Set problem 1:
According to the passage on economic forecasting below, what is the commonplace error among forecasters?

Selection:
○ ○ ○ ○ ○ ○ ○
This collapse is presently accelerating at what now threatens to become, like the rising price of "spot market" petroleum, awesome rates. It is being caused by nothing as much as the policies radiated from past and present Malthusians, as from the time of the satanic H.G. Wells and Bertrand Russell, through those present co-thinkers of former U.S. Vice-President Al Gore, circles which share the pro-"environmentalist" world-outlook of the neo-Malthusian Prince Philip. So far, admittedly, the relative rate of collapse toward a condition of virtual world famine, is apparently more acute in rate among the relatively poor strata of so-called developed nations, such as North America and western and central Europe; but this is temporary, and that because of the more immediate effects of long-term Malthusian strategy, also called "globalization," which is fairly named "a New Tower of Babel" policy. That policy is premised on the assumption, that the presently ongoing collapse and depopulation of the previously more developed regions of the world, as in western and central Europe and North America, like that done to the former Soviet Union after 1990, would soon ensure the general collapse of all civilization, world-wide, a general collapse which is presently under way, unless some leading nations decide, soon, to change their present ways.
The effects of the explicitly pro-genocidal, current, neo-Malthusian cultural and economic policies of Prince Philip's World Wildlife Fund, confront us with relevant evidence of the reason that my principles of successful long-range economic and related forecasting have succeeded where my so-called competition was wrong.
Economic Forecasting Generally
For example, for precisely the reason of that kind of implicit error of assumption to which I have already pointed here, the typically incompetent, but widely admired forecaster of economic trends, or similar public events, is identified by the popularity of demanding a relatively simple "Yes, or no" answer from anyone making a forecast. The same error is made by those who suggest, "take a number from one to ten," concerning a debate over the likelihood of a future development.
The commonplace error among sundry varieties of forecasters, is their attempt to derive what they see as the future from real or unreal, past events. Competent forecasting depends, partly, upon knowledge of universal principles; sometimes, that requires knowledge of what may be about to be introduced to practice as a newly adopted principle or policy, as I have done sometimes.
Thus, where other notable forecasters have failed, it was sometimes relatively easy for me to foresee the long-term pattern of probable developments, that over an interval from 1956 to what actually happened on July 31, 1971, as no other forecaster known to me had matched my success in this. True, I had not forecast that exact date of that forecast event, but, from 1965 onward, only as something likely, under then persisting policy-shaping conditions, for a time-frame somewhere between the close of the 1960s and the beginning of the 1970s. My forecasting recognized, and also stipulated the kinds of changes in policy which would determine the future trends, policies which I identified as the trend which will either be allowed to continue, or must be overturned. Thus, my forecasts have always included consideration of the existence of one or more alternate choice of policy: chiefly, either the policy underlying current trends, or the suitable replacement, as I have done during the course of the recent ten months.[3]
A more important factor in my success, was my insight into the minds of those various social strata which were, collectively, most influential in shaping policies, and, therefore, thus generating the results which I have forecast as the likely outcome of their continuing such forms of their currently ongoing behavior.
○ ○ ○ ○ ○ ○ ○
Provided entries:

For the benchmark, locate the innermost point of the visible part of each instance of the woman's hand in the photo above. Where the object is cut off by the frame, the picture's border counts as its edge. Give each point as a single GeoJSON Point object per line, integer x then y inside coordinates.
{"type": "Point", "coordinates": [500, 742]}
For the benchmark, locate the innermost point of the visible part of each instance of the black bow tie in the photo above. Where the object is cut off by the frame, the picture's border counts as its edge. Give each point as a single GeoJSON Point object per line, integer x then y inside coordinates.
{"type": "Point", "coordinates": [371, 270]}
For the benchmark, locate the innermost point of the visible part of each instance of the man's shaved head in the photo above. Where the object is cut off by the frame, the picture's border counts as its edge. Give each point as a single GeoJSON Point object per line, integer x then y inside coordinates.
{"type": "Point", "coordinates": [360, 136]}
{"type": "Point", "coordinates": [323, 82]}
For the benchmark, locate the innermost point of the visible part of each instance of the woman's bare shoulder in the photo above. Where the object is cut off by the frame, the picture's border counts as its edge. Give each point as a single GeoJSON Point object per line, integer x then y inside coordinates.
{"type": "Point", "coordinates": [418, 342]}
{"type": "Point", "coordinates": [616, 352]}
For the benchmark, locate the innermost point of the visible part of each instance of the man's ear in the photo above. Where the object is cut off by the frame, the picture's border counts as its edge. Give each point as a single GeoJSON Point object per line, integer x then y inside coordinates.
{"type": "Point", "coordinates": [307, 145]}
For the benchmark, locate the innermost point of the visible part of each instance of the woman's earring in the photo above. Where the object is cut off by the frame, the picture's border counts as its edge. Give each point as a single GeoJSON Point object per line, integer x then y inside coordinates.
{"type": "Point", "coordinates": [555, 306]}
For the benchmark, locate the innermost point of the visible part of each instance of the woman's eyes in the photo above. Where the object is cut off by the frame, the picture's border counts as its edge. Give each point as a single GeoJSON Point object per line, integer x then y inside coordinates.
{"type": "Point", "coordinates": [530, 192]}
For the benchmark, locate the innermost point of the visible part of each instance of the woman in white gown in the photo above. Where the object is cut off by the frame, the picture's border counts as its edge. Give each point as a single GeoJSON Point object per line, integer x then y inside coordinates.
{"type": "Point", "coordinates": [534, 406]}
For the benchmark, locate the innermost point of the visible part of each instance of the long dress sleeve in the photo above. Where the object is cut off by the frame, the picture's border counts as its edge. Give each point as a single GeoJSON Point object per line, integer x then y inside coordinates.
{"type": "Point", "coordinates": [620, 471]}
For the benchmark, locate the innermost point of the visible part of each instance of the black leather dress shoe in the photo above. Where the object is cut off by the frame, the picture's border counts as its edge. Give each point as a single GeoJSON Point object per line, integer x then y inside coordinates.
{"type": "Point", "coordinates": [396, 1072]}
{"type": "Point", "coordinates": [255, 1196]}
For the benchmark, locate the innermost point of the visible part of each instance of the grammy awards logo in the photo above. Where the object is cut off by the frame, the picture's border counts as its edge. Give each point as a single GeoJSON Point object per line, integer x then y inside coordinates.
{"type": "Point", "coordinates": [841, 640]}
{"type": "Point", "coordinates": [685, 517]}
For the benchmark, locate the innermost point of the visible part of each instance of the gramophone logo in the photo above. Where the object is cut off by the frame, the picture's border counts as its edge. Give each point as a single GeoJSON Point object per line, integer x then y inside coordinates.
○ ○ ○ ○ ○ ○ ○
Set problem 2:
Reproduce the rows beginning with the line that contains "of the long" and continuing through the last of the rows, requests included. Multiply every point coordinate in the answers by 0.2 and round to whole numbers, with halves going up, and give only those lines.

Response 1:
Their attempt to derive what they see as the future from real or unreal past events.

Response 2:
For the benchmark, locate the innermost point of the visible part of each instance of the long dress sleeve in the photo above. Where the object is cut off by the frame, the picture's border counts as its edge. Give each point as a single GeoJSON Point object per line, integer x then y inside coordinates.
{"type": "Point", "coordinates": [124, 94]}
For the benchmark, locate the innermost point of the visible part of each instance of the black leather dress shoe in the photo above. Where the object is cut off by the frame, the picture's border counts as its edge. Give each point as a single GeoJSON Point object per line, integer x then y inside coordinates.
{"type": "Point", "coordinates": [79, 214]}
{"type": "Point", "coordinates": [51, 239]}
For the benchmark, locate the innermost point of the visible part of each instance of the grammy awards logo in the photo above. Where the object is cut off by the frame, the picture's border counts as its edge. Give each point as a single GeoJSON Point object per line, integer x then y inside coordinates.
{"type": "Point", "coordinates": [168, 128]}
{"type": "Point", "coordinates": [137, 103]}
For the benchmark, locate the innermost point of the visible part of each instance of the gramophone logo in the photo above. Where the object is cut off by the frame, the picture's border counts as its edge. Give each point as a single GeoJSON Point object per line, integer x then y inside coordinates.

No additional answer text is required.